# Список заданий
**1.** Повторите без изменений фрагмент текста о поэзии Скарданелли от слов «Это похоже скорее» до слов «свой спокойный свет.».
**2.** Выпишите из текста о поэзии Скарданелли все пары рифмующихся слов в восьмистишии, которое начинается строкой «Я от той картины мирной».
··· Текст для чтения ···
Давно прошел апрель, и дни умчались мая:
Я стал ничем, и жить я боле не желаю.
Это похоже скорее не на стихи умалишенного, а на стихи поэта–ребенка, большого поэта, впавшего в детство; в них есть наивность и непринужденность детского мироотношения, но нет ничего бессвязного или чудовищного, каких–нибудь нелепых преувеличений. Как в букваре, следует картинка за картинкой, и с наивностью шуточного стиха рифмуются возвышенные строки. Может ли семилетний ребенок воспринять пейзаж чище и простодушнее, чем Скарданелли, когда он пишет:
Я от той картины мирной,
Где стоит зеленый бор,
Как от вывески трактирной,
Оторвать не в силах взор.
Тихих, милых дней отрада
Льет мне свой спокойный свет.
Спрашивать тебе не надо,
Коль я должен дать ответ.
Без тени задумчивости, вызванные лишь случайным дуновением чувства, подобные музыкальной импровизации, проносятся картины — игры блаженного ребенка, для которого в мире существуют только цвета и звуки и зыбкая связь форм. Как в часах со сломанными стрелками продолжает бессмысленно тикать механизм, так Скарданелли — Гёльдерлин творит в пустое пространство погасшего мира: дышать значит для него творить. Ритм пережил в нем рассудок, поэзия — жизнь. Так исполняется в трагическом искажении самое глубокое желание его жизни — быть только поэтом, всем существом всецело раствориться в поэзии. Человек умирает в нем раньше, чем поэт, рассудок раньше, чем мелодия; смерть и жизнь воплощают в его судьбе то, чего он сам некогда пророчески пожелал как истинного конца истинного поэта: «Сгорая в огне, понесть наказанье за то, что огонь укротить не смогли мы».
··· Фрагмент источника ···
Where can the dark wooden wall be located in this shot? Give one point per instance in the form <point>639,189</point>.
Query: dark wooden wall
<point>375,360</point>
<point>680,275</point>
···
# Ответы к упражнению
**1.**
Это похоже скорее не на стихи умалишенного, а на стихи поэта–ребенка, большого поэта, впавшего в детство; в них есть наивность и непринужденность детского мироотношения, но нет ничего бессвязного или чудовищного, каких–нибудь нелепых преувеличений. Как в букваре, следует картинка за картинкой, и с наивностью шуточного стиха рифмуются возвышенные строки. Может ли семилетний ребенок воспринять пейзаж чище и простодушнее, чем Скарданелли, когда он пишет:
Я от той картины мирной,
Где стоит зеленый бор,
Как от вывески трактирной,
Оторвать не в силах взор.
Тихих, милых дней отрада
Льет мне свой спокойный свет.

**2.**
мирной — трактирной
бор — взор
отрада — надо
свет — ответ